*** Study material

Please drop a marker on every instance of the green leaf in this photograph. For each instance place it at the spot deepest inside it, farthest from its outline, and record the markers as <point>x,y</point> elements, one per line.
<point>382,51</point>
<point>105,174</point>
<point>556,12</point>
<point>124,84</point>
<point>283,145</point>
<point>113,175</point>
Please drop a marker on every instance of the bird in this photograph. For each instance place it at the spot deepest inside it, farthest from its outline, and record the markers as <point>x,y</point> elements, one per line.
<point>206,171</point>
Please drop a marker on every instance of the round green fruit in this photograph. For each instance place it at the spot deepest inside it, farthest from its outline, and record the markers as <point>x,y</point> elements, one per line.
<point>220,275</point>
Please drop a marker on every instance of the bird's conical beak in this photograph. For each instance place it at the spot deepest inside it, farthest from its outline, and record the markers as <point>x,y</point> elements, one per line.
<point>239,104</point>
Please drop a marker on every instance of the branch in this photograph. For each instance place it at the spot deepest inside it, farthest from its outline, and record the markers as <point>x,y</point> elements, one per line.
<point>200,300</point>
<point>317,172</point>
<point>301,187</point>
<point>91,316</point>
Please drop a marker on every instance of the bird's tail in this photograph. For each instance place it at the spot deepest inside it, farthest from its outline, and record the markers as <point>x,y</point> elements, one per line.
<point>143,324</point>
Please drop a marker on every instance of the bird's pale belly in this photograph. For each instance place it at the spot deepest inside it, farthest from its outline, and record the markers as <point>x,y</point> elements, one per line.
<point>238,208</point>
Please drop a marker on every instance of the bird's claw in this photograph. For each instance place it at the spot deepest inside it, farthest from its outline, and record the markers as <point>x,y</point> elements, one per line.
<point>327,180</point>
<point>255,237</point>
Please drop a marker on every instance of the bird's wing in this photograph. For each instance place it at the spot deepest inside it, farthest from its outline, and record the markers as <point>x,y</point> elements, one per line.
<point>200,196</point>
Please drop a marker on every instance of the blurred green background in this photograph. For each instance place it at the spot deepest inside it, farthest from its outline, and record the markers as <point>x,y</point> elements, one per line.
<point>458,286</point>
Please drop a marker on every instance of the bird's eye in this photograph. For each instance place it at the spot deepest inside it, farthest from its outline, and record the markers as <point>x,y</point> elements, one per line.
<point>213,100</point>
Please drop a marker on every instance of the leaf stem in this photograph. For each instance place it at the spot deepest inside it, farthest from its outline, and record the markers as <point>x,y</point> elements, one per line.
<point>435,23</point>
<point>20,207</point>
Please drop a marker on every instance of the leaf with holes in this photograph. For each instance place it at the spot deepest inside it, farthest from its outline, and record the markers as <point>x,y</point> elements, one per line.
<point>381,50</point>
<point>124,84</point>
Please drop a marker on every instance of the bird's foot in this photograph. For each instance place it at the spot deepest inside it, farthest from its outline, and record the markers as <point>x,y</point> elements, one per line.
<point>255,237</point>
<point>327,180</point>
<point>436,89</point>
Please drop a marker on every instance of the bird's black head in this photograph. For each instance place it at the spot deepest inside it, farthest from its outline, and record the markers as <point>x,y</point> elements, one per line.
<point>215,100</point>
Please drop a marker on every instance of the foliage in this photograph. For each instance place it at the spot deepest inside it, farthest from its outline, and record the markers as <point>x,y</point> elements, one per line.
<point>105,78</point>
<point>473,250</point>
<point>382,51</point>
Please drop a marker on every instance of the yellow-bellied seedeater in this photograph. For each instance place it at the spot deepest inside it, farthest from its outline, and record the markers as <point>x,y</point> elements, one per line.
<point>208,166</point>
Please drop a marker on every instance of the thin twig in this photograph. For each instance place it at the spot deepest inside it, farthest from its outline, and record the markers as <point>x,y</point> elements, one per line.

******

Problem details:
Everything from the line with "Please drop a marker on every instance of the foliage" to the last line of the entries above is to be retyped exactly. Include both ends.

Answer to the exercise:
Please drop a marker on every instance of the foliage in this photograph. For each instance place it at the spot deepest inside it, farthest from its outline, and record the markers as <point>x,y</point> elements, one per line.
<point>105,78</point>
<point>473,250</point>
<point>382,51</point>
Please drop a marker on every instance of the yellow-bellied seedeater in this photograph. For each instance place it at the spot deepest inside it, farthest from its outline, and record the markers as <point>x,y</point> elements, one per line.
<point>208,166</point>
Please drop a marker on every instance of the thin twig in this photograph. For each instance place it at the spot deepest inside it, farthest from its outline, and record the markers as <point>x,y</point> elements, one per line.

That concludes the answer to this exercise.